## SET TASK
Can you recast all of the rows below as a numbered list, leaving out any blank lines?
# start of GIVEN INFORMATION
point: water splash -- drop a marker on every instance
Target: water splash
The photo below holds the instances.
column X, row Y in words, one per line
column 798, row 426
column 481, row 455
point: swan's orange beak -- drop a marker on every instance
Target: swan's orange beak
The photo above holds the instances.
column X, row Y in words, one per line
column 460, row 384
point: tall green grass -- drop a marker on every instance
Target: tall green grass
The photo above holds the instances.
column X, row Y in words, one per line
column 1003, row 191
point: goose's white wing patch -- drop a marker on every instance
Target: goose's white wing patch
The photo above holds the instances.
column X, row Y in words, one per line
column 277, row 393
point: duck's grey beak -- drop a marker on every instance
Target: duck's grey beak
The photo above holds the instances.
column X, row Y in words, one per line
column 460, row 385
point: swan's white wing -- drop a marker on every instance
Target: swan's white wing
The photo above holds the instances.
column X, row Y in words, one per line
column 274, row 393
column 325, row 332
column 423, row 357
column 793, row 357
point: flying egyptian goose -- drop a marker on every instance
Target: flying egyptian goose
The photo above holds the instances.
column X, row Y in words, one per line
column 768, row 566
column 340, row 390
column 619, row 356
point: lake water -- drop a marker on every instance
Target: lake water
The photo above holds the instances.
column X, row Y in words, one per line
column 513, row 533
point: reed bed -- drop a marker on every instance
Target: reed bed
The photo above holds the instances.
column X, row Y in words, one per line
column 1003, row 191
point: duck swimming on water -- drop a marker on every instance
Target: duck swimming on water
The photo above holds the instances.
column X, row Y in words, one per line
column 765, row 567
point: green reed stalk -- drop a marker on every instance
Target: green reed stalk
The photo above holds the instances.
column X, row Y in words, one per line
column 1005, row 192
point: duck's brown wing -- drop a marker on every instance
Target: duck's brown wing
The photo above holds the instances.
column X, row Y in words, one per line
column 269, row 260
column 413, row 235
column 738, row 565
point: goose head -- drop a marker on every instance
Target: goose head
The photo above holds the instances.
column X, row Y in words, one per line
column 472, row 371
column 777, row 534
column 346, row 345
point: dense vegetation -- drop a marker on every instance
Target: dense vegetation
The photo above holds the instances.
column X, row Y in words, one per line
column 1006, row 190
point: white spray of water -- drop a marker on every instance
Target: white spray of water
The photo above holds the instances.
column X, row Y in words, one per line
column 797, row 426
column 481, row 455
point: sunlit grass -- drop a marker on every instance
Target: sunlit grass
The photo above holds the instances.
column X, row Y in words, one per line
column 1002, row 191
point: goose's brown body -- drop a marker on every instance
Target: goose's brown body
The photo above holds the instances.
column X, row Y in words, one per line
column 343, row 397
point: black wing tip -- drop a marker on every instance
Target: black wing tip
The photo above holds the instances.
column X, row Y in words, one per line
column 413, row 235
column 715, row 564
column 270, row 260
# end of GIVEN INFORMATION
## ANSWER
1. point: water splash -- drop a marker on every instance
2. Target: water splash
3. The photo below holds the instances.
4. column X, row Y in words, one per line
5. column 798, row 426
6. column 481, row 455
7. point: swan's orange beak -- drop a marker on every instance
8. Target: swan's orange beak
9. The photo above holds the instances.
10. column X, row Y in words, one per line
11. column 460, row 384
12. point: tall green grass -- drop a marker on every instance
13. Target: tall green grass
14. The photo above holds the instances.
15. column X, row Y in words, one per line
16. column 1003, row 191
17. point: goose's white wing patch -- drop a marker on every instance
18. Target: goose's white wing patch
19. The photo above holds the instances.
20. column X, row Y in words, one per line
21. column 277, row 393
22. point: duck's grey beak -- drop a marker on every instance
23. Target: duck's grey beak
24. The photo above holds the instances.
25. column X, row Y in words, one per line
26. column 460, row 385
27. point: swan's white wing -- drop a marker on every instance
28. Target: swan's white wing
29. The photo above holds the instances.
30. column X, row Y in words, one per line
31. column 274, row 393
32. column 325, row 332
33. column 423, row 357
34. column 793, row 357
35. point: flying egyptian goose -- drop a marker on every instance
36. Target: flying egyptian goose
37. The photo above holds the instances.
38. column X, row Y in words, one per line
39. column 768, row 566
40. column 340, row 390
41. column 619, row 356
42. point: lake water -- drop a marker on every instance
43. Target: lake water
44. The photo above holds the instances.
45. column X, row Y in words, one per line
46. column 513, row 533
47. point: reed bed -- drop a marker on every instance
48. Target: reed bed
49. The photo above holds the instances.
50. column X, row Y in words, one per line
51. column 1003, row 191
52. point: duck swimming on water -- drop a marker on every instance
53. Target: duck swimming on water
54. The photo above holds the instances.
55. column X, row Y in words, one per line
56. column 765, row 567
57. point: green reed stalk -- drop a marker on every instance
58. Target: green reed stalk
59. The photo above holds the instances.
60. column X, row Y in words, one per line
61. column 1005, row 192
62. point: duck's brown wing -- drop a marker on every instance
63. Target: duck's brown wing
64. The photo above holds the instances.
65. column X, row Y in words, one per line
66. column 269, row 260
67. column 413, row 235
68. column 738, row 565
69. point: goose head -- drop a marker on every instance
70. Target: goose head
71. The photo above holds the instances.
72. column X, row Y in words, one per line
73. column 472, row 371
74. column 777, row 534
75. column 346, row 345
76. point: dense vegetation -- drop a marker on every instance
77. Target: dense vegetation
78. The photo above holds the instances.
79. column X, row Y in words, one per line
80. column 1006, row 190
81. point: white spray of water -- drop a marker on every instance
82. Target: white spray of water
83. The photo above holds the instances.
84. column X, row Y in words, one per line
85. column 797, row 426
86. column 481, row 455
87. point: sunlit grass -- drop a marker on every instance
88. Target: sunlit grass
89. The photo above holds the instances.
90. column X, row Y in words, one per line
91. column 1002, row 191
92. point: goose's brown body -- drop a marker on every instance
93. Target: goose's brown body
94. The photo above holds the instances.
95. column X, row Y in words, one per line
96. column 343, row 397
97. point: black wing tip -- drop a marker on every instance
98. Target: black wing tip
99. The photo above holds the instances.
100. column X, row Y in words, one per line
101. column 413, row 235
102. column 715, row 564
103. column 270, row 260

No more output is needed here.